→ **EXERCISE MATERIALS**
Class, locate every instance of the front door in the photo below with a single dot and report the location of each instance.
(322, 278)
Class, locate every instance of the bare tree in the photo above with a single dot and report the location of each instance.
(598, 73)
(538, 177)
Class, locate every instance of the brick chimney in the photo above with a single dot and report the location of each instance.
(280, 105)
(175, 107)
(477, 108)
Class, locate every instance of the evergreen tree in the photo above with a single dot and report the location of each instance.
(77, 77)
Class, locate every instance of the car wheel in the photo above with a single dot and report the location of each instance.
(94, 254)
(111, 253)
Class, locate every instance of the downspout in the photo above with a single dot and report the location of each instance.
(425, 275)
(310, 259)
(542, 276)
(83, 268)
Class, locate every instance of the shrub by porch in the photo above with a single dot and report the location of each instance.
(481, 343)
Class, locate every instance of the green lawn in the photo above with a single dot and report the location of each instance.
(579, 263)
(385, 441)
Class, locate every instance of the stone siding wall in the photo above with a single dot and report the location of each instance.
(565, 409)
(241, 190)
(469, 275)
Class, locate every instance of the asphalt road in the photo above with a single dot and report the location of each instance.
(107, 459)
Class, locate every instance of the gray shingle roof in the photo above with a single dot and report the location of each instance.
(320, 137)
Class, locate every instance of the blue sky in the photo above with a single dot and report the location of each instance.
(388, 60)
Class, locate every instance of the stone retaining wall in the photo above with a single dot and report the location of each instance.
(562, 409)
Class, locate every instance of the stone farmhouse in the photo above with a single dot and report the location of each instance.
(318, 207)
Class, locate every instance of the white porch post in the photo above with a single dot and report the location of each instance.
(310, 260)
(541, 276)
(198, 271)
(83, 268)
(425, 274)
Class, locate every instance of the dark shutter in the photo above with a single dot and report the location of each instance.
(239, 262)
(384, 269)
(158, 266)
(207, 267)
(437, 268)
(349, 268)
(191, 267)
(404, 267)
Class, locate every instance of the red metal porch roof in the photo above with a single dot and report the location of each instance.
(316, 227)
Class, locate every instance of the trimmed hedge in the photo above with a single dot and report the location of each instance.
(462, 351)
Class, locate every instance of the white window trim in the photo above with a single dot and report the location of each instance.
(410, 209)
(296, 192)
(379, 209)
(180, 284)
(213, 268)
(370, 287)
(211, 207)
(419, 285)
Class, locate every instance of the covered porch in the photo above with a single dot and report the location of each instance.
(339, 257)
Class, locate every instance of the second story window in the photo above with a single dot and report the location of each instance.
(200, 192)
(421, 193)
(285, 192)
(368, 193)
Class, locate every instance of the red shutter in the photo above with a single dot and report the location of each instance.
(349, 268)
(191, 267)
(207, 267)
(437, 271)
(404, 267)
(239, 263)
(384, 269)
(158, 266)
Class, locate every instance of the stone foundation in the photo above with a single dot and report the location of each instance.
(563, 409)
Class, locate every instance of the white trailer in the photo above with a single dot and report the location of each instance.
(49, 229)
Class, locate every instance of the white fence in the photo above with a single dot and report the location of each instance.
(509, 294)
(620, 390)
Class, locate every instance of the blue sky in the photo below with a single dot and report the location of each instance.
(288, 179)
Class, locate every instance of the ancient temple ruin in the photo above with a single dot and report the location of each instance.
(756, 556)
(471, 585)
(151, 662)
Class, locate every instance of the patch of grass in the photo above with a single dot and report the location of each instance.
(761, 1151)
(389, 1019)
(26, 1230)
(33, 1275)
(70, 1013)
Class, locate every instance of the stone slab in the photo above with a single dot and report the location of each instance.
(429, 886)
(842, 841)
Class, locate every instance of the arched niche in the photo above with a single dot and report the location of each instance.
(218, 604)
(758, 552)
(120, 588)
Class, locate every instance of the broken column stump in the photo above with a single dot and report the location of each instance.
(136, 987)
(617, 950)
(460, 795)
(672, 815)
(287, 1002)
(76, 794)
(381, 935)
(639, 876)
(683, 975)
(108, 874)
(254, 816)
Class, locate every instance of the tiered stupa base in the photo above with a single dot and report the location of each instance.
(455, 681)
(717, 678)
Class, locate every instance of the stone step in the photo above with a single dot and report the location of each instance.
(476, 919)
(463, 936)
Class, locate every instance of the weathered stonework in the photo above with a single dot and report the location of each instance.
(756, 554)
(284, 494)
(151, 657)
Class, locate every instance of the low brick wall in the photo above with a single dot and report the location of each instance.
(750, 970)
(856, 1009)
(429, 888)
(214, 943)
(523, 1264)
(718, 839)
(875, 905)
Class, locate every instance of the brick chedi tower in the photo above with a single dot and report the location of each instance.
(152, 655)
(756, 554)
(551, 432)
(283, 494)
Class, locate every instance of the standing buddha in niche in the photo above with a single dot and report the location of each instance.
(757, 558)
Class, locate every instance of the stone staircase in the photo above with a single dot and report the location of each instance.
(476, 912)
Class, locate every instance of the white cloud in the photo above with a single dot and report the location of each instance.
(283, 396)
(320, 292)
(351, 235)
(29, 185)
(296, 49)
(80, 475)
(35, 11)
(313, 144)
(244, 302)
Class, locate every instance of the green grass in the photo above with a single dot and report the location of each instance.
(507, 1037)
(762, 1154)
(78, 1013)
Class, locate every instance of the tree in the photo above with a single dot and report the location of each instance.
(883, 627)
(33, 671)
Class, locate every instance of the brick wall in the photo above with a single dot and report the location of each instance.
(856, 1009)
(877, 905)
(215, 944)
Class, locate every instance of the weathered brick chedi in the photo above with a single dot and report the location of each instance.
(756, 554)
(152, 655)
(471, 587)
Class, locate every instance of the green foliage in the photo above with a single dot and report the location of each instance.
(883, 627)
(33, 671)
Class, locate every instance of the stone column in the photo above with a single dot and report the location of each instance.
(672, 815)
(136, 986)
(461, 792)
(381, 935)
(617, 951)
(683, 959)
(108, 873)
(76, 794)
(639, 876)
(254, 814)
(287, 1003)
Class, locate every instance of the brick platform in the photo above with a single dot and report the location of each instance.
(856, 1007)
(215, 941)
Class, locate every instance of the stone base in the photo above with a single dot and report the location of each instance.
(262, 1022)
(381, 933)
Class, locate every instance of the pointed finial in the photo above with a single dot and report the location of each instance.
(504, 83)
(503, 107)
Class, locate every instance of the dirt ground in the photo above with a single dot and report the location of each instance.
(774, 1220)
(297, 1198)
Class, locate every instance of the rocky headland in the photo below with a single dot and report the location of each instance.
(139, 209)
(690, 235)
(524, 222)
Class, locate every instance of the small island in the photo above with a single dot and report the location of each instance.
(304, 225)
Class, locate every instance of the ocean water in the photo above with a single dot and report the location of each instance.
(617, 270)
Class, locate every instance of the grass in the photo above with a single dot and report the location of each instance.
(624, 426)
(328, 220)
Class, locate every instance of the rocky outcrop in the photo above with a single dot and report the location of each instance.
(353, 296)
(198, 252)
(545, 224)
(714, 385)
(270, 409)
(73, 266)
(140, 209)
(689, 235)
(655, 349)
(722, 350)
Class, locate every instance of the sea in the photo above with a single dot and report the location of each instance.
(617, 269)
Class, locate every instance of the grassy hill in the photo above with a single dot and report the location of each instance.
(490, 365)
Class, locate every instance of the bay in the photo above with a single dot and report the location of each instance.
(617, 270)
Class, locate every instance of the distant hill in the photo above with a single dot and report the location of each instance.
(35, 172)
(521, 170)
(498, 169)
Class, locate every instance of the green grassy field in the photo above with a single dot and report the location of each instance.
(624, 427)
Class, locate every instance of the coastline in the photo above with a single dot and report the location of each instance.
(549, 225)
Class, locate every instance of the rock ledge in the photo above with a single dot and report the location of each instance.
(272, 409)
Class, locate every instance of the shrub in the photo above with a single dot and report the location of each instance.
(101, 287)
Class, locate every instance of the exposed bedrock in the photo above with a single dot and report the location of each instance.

→ **GOAL**
Give all of the entries again, word for word.

→ **ANSWER TO THIS EXERCISE**
Class, locate every instance of the front door in the photo below with a single dot and report the location of each instance.
(322, 278)
Class, locate every instance of the bare tree in the photo above with a single dot and report the location of each instance.
(598, 73)
(538, 177)
Class, locate every instance of the brick chimney in the photo above with a single dot and report the location of each instance.
(280, 105)
(175, 107)
(477, 108)
Class, locate every instance of the evergreen tree in the photo above with a single dot and report the location of each instance.
(77, 77)
Class, locate every instance of the car wheel in the photo above with a single dot and report the location of each instance.
(94, 254)
(111, 253)
Class, locate every instance of the downspout in the photo above with a single dot and report the location of each instance.
(425, 275)
(310, 259)
(542, 276)
(83, 268)
Class, locate every instance of the shrub by porch in the photo above with a single dot and report the location of each instance.
(481, 343)
Class, locate every instance of the green lawn in the photo above with a single dot and report the location of each instance.
(579, 263)
(385, 441)
Class, locate every instance of the stone siding wall in the photo above with a single dot and report the location of each instance.
(565, 409)
(241, 190)
(469, 275)
Class, locate every instance of the asphalt road in the photo above with a single dot and report the location of each instance.
(107, 459)
Class, locate every instance of the gray shingle roof in the photo above with a single dot and report the location of each instance.
(320, 137)
Class, locate every instance of the blue sky in the photo above with a single dot and report the location of each instance.
(388, 60)
Class, locate every instance of the stone retaining wall in the photo above with a single dot and report the location of each instance.
(562, 409)
Class, locate every instance of the stone farmhouse in the photo above with a single dot and report the location of each instance.
(318, 207)
Class, locate every instance of the white porch post in the photo above with a single dot and report the location of each instance.
(310, 260)
(541, 276)
(198, 271)
(83, 268)
(425, 274)
Class, locate every instance of the dark shutter in the photo above with a single dot and report the location of each instance.
(239, 262)
(384, 269)
(158, 266)
(207, 267)
(437, 268)
(349, 268)
(191, 267)
(404, 267)
Class, locate every instance of the red metal porch roof in the photo above with a single dot and report the location of each instance.
(316, 227)
Class, locate every instance of the trimmed hedge in the photo above with a single dot and report the location of each instance.
(462, 351)
Class, locate every instance of the white window trim in the photo above with a single dot and report the location of each instance.
(410, 209)
(296, 192)
(379, 209)
(180, 284)
(213, 268)
(370, 287)
(211, 207)
(419, 285)
Class, locate every instance of the covered porch in the photo above with a single dot and report the location of each instance.
(339, 257)
Class, locate every instance of the second story window in the photo above with a single dot and report the location of each instance.
(200, 192)
(421, 193)
(285, 192)
(368, 193)
Class, locate every instance of the red shutter in the photo above with a single dot and report the location of each instance.
(349, 268)
(191, 267)
(207, 267)
(437, 271)
(404, 267)
(239, 263)
(384, 269)
(158, 266)
Class, locate every instance of the stone foundation in the photo above with a single dot and report the location of each instance.
(563, 409)
Class, locate every instance of the white trailer in the photo above with a single dot and report the location of each instance.
(49, 229)
Class, locate every instance of the white fence in the photo above with a single dot and report the location of each instance.
(509, 294)
(620, 390)
Class, locate every instance of the blue sky in the photo below with a single dot and report the location of each instance.
(288, 179)
Class, locate every instance of the ancient temple ruin in the photo above with a single dot and report the location of each instance.
(756, 556)
(471, 585)
(151, 662)
Class, locate every instance of the patch of grass in the photo above with a single dot and report the location of each instance.
(761, 1151)
(389, 1019)
(26, 1230)
(33, 1275)
(70, 1013)
Class, locate every instance of the stone slab in the photo above with a single dot and report the location of each instance.
(429, 886)
(842, 841)
Class, locate every instance of the arched niche in the photo above with a single dot and report the location of each instance.
(218, 604)
(758, 552)
(120, 588)
Class, locate every instance of the broken column stump in the photo above with a single dot and report the location of each instance.
(136, 987)
(617, 950)
(460, 795)
(672, 815)
(287, 1002)
(76, 794)
(381, 935)
(639, 876)
(683, 975)
(108, 874)
(254, 816)
Class, locate every instance of the tiered stupa base in the photo above with a single dot and report the location of each instance.
(455, 681)
(717, 678)
Class, locate every instance of the stone step in the photo above with a single dot and report the location of each instance.
(476, 919)
(463, 936)
Class, locate every instance of the weathered stonework in the photo above with a single dot and report the location of each instance.
(756, 554)
(284, 494)
(151, 657)
Class, locate every instance of the low brick wall in the photo above with a single dot and report the location of each instance.
(750, 970)
(856, 1009)
(429, 888)
(214, 943)
(523, 1264)
(718, 839)
(875, 905)
Class, locate every instance of the brick chedi tower in the photo above with a single dot and report the location of each instance.
(152, 655)
(756, 554)
(551, 432)
(283, 494)
Class, locate every instance of the standing buddha in niche in the photo above with a single dot and report the location of each instance.
(757, 558)
Class, locate every instance of the stone staircase in the photo above with a single dot and report the location of each instance.
(476, 912)
Class, locate every instance of the white cloud in the photo above with a single dot and report the location of each instance.
(283, 396)
(320, 292)
(351, 235)
(29, 185)
(296, 49)
(80, 475)
(35, 11)
(313, 144)
(244, 302)
Class, locate every instance of the green grass in the photo above with a single dot and report the location of each instance.
(507, 1037)
(762, 1154)
(78, 1013)
Class, locate every instance of the tree in the photo above with a single dot and report the location of each instance.
(883, 627)
(33, 671)
Class, locate every instance of the brick wall in the photo above with a single dot and report the location of each instance.
(856, 1009)
(877, 905)
(215, 944)
Class, locate every instance of the weathered brick chedi in the photo above with a single dot and report the location of each instance.
(756, 554)
(152, 655)
(471, 587)
Class, locate every instance of the green foliage in the photo above with a single dot and report the location of each instance.
(883, 627)
(33, 671)
Class, locate every instance of the stone column in the photo above with a single dot and report the location of each instance.
(672, 815)
(136, 986)
(461, 792)
(381, 935)
(617, 951)
(683, 959)
(108, 873)
(76, 794)
(639, 876)
(254, 814)
(287, 1003)
Class, locate every instance of the brick platform in the photo above with a single dot and report the location of each instance.
(856, 1007)
(215, 941)
Class, locate every instance of the stone base in the photo above with a single dot and report the location of each instance.
(262, 1022)
(381, 933)
Class, locate every instance of the pointed finial in the photo above with a single dot and report the location of each instance.
(504, 83)
(503, 107)
Class, locate every instance of the dirt ground in the photo above with a single dot and report the location of each instance.
(774, 1220)
(297, 1198)
Class, locate every instance of the rocky headland in the photo below with a single dot and report the location of each instance.
(139, 209)
(690, 235)
(524, 222)
Class, locate every instance of the small island in the photo above with a single dot and report the location of each instance.
(304, 225)
Class, locate every instance of the ocean water in the photo above with a single dot and report the location of each instance.
(617, 270)
Class, locate every instance of the grass in the photo above with a single dot and report the location of each instance.
(624, 426)
(328, 220)
Class, locate every instance of the rocky outcrop in the photo above with a single dot and report the location of each instance.
(353, 296)
(198, 252)
(545, 224)
(714, 385)
(270, 409)
(73, 266)
(140, 209)
(689, 235)
(655, 349)
(722, 350)
Class, locate every instance of the sea in the photo above with a single dot and report the location of each instance.
(617, 269)
Class, locate every instance of the grassy hill in the photo above with a single dot and report the location of each instance.
(490, 365)
Class, locate every instance of the bay in the photo above with a single dot and report the location of each instance.
(617, 270)
Class, locate every instance of the distant hill in the photo above with a single dot and report the location of each instance.
(35, 172)
(521, 170)
(498, 169)
Class, locate every instance of the green grassy field in the photo above with a single dot and report the location of each instance.
(624, 427)
Class, locate every instance of the coastline in the photo above with a single dot and report the location of each instance.
(549, 225)
Class, locate every instance of the rock ledge in the photo above with a single dot and report the location of each instance.
(272, 409)
Class, locate every instance of the shrub in the photo above with a single dot and report the location of each instance.
(101, 287)
Class, locate every instance of the exposed bedrock in the photo above with a single dot and report the location of each instance.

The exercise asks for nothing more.